--- START Source data ---
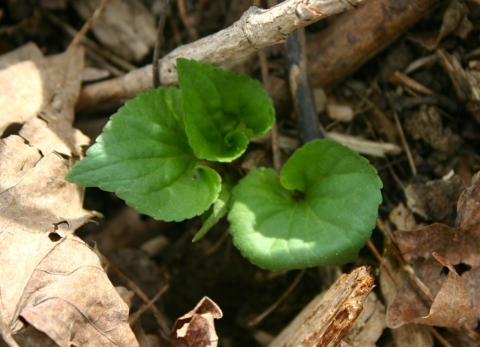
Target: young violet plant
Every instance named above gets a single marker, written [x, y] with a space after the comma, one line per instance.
[320, 210]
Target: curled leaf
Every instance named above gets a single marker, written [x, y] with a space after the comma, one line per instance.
[223, 110]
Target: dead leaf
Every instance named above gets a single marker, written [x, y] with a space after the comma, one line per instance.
[435, 200]
[407, 335]
[454, 21]
[403, 218]
[465, 81]
[126, 27]
[427, 125]
[196, 328]
[49, 278]
[453, 304]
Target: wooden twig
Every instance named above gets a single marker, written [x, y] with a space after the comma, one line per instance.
[406, 147]
[182, 9]
[326, 320]
[357, 36]
[89, 43]
[300, 88]
[156, 51]
[134, 316]
[257, 28]
[160, 318]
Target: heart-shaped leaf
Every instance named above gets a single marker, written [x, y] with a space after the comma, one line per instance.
[320, 212]
[223, 110]
[144, 157]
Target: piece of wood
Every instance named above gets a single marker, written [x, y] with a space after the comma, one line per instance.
[325, 321]
[256, 29]
[359, 35]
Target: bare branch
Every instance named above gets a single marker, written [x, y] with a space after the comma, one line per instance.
[256, 29]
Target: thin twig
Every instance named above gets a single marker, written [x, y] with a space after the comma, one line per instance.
[277, 159]
[156, 52]
[90, 44]
[88, 24]
[282, 297]
[160, 319]
[134, 316]
[458, 220]
[310, 128]
[182, 10]
[382, 262]
[256, 29]
[405, 144]
[439, 337]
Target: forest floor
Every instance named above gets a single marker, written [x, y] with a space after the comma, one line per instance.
[403, 88]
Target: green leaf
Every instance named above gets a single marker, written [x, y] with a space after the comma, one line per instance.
[223, 110]
[219, 209]
[144, 157]
[320, 212]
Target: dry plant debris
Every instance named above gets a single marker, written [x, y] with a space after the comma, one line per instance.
[47, 272]
[327, 319]
[429, 78]
[428, 250]
[196, 328]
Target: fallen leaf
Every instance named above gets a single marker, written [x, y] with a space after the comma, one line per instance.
[196, 328]
[435, 200]
[422, 248]
[327, 318]
[452, 306]
[403, 218]
[369, 325]
[407, 335]
[49, 278]
[126, 27]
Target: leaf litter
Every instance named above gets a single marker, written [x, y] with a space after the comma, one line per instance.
[429, 250]
[47, 272]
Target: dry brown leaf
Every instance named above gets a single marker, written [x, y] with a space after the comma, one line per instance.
[408, 335]
[126, 27]
[196, 328]
[456, 246]
[435, 200]
[452, 306]
[49, 278]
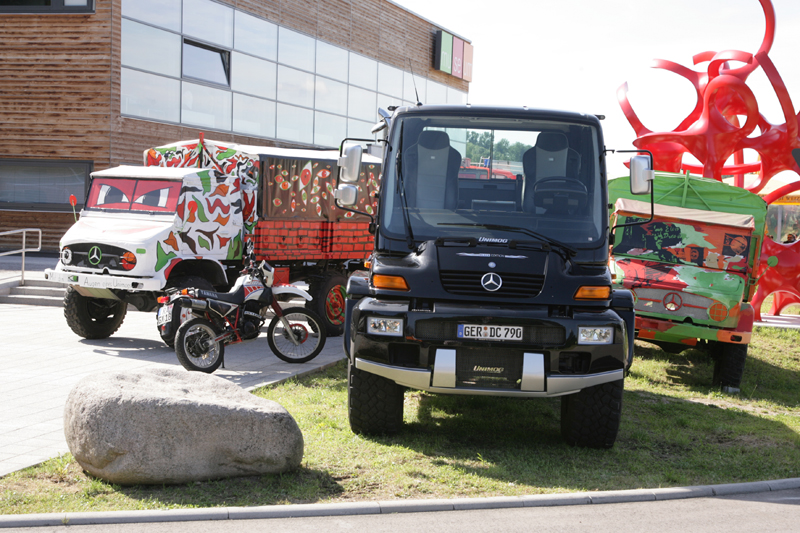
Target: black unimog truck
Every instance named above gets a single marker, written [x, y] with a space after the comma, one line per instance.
[495, 287]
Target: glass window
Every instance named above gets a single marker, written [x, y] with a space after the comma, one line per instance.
[151, 49]
[208, 21]
[295, 87]
[331, 61]
[363, 72]
[163, 13]
[295, 124]
[253, 116]
[150, 96]
[252, 75]
[125, 194]
[296, 49]
[437, 93]
[206, 63]
[390, 80]
[500, 189]
[331, 96]
[206, 106]
[256, 36]
[329, 130]
[42, 183]
[360, 130]
[362, 104]
[456, 97]
[409, 83]
[47, 6]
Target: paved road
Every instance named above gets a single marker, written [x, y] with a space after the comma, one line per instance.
[766, 511]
--- END Source data ---
What is needed>
Return every line of the material above verbatim, omitting only the picture placeholders.

Response>
Target: young violet plant
Every instance named above gets a single marker, written [x, y] with a space after the comma, one line per instance.
[320, 210]
Target: curled leaf
Every instance named above gets a single marker, written [x, y] with a space after the comma, one line per instance.
[223, 110]
Target: dead leaf
Every instance named above gets a single marker, written [x, y] with a space after the comma, one line per instance.
[435, 200]
[407, 335]
[454, 21]
[403, 218]
[465, 81]
[126, 27]
[427, 125]
[196, 328]
[49, 278]
[453, 304]
Target: wooden twig
Every instance named above gets a single marker, written [x, y] with a space after the comma, one line per instance.
[406, 147]
[182, 9]
[326, 320]
[357, 36]
[89, 43]
[300, 88]
[156, 51]
[134, 316]
[257, 28]
[160, 318]
Target: heart-shaped leaf
Every instance named above gets a single marker, written [x, y] with a space after the comma, one line per instance.
[320, 212]
[223, 110]
[144, 157]
Target: piece of wood
Every instance named above gets a single marker, written [x, y] with a space after the comma, one line per instance.
[325, 321]
[256, 29]
[359, 35]
Target: bare branch
Every instance named above gets a single marker, written [x, y] with a space after the comma, one line per instance.
[256, 29]
Target: thin twig
Every instance named above gets a single marker, written [x, y] with a space after the comma, one line per instance.
[277, 159]
[156, 52]
[90, 44]
[88, 24]
[282, 297]
[160, 319]
[134, 316]
[458, 220]
[310, 128]
[182, 10]
[382, 262]
[256, 29]
[405, 144]
[439, 337]
Target: forest floor
Every instance named above gets a single marker, written [x, y] with a space after the comma, one line per instance.
[403, 88]
Target: green leaf
Every instance named above gets a single marker, written [x, y] with a space after the comma, one line per instance.
[223, 110]
[219, 209]
[144, 157]
[320, 212]
Target: dry plant debris
Every instance named above gets a single marker, written [x, y] with a space after the comma, one line per instance.
[47, 272]
[327, 319]
[429, 78]
[428, 250]
[196, 328]
Target: fallen leaf
Every instance named above gets a single marker, written [x, y] with a space after the comma, one line per instance.
[196, 328]
[435, 200]
[422, 248]
[327, 318]
[452, 306]
[403, 218]
[369, 325]
[407, 335]
[49, 278]
[126, 27]
Target: leaf litter
Every instance named above gets a single marker, written [x, y] with a space after the comma, one line per instance.
[429, 250]
[47, 272]
Target: dry brown leaf
Every instance named above gets a single marker, written [x, y] with a space after the comma, one line per instance.
[408, 335]
[126, 27]
[196, 328]
[456, 246]
[435, 200]
[452, 306]
[49, 278]
Target: black unimog truck
Every instance named above gets a single marker, written [x, y] with a space after the comma, one line per instance.
[495, 287]
Target: glass window
Every instance named above gets a single marker, written [x, y] with a space after the comma, one line per instance.
[151, 49]
[208, 21]
[295, 87]
[331, 61]
[363, 72]
[163, 13]
[295, 124]
[253, 116]
[150, 96]
[252, 75]
[125, 194]
[296, 49]
[437, 93]
[206, 63]
[390, 80]
[500, 189]
[331, 96]
[206, 106]
[256, 36]
[329, 130]
[42, 183]
[360, 130]
[362, 104]
[456, 97]
[409, 83]
[47, 6]
Target: paved road
Every instance named above gets a single marker, written [x, y] with a space after the comma, one line per instance.
[766, 511]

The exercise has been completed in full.